_GOAL OF THE EXERCISE_: Format the records below as a two-column CSV with the columns request and answer, one row per record. Put each value in a single quoted field with line breaks replaced by spaces, and leave the pictures out.

_SOURCE MATERIAL_:
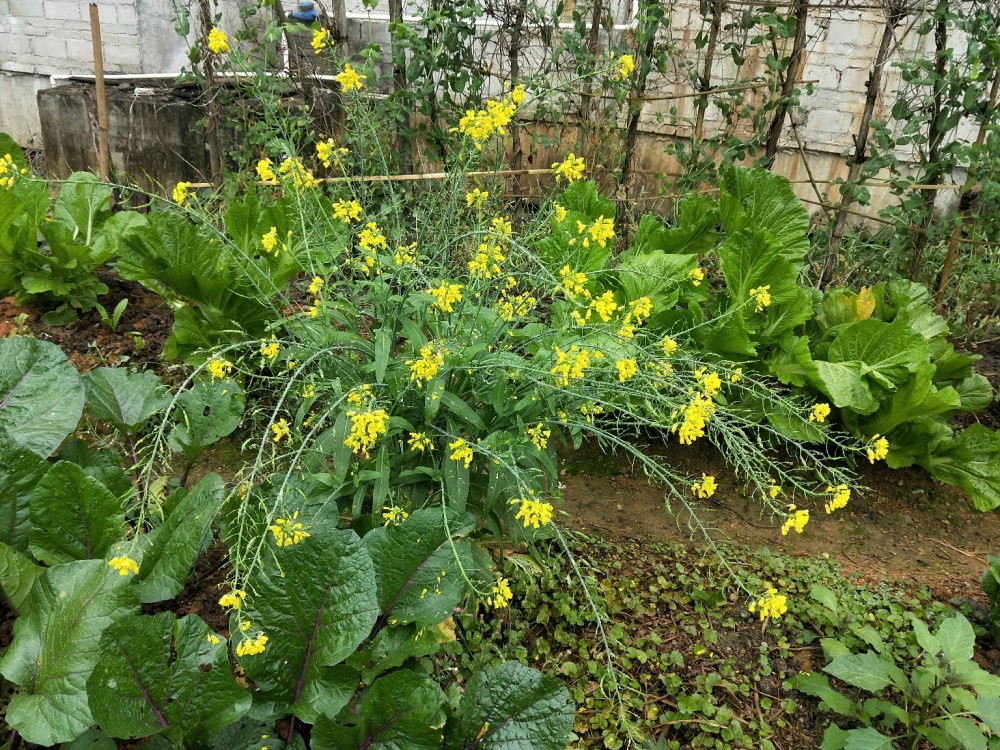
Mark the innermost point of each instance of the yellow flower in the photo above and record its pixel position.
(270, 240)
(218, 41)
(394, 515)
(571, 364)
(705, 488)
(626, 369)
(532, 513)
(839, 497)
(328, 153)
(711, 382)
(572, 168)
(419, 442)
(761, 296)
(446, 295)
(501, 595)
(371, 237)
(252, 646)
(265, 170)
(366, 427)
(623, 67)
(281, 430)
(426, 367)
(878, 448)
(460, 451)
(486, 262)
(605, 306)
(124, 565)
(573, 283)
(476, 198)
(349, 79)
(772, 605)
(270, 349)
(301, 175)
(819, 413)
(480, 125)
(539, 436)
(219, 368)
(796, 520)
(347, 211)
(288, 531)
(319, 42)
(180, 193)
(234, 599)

_RESULT BELOW_:
request,answer
"Mark the innermost point of each instance of the yellow flower in the photo above and record its pixel position.","(270, 240) (218, 41) (394, 515) (571, 364) (705, 488) (626, 369) (532, 513) (839, 497) (328, 153) (711, 382) (572, 168) (419, 442) (761, 296) (446, 295) (501, 595) (371, 237) (252, 646) (265, 170) (366, 427) (623, 67) (281, 430) (426, 367) (878, 448) (460, 451) (486, 262) (605, 306) (124, 565) (573, 283) (476, 198) (349, 79) (772, 605) (270, 349) (301, 175) (819, 413) (480, 125) (539, 436) (219, 368) (796, 520) (347, 211) (288, 531) (319, 42) (180, 193) (234, 599)"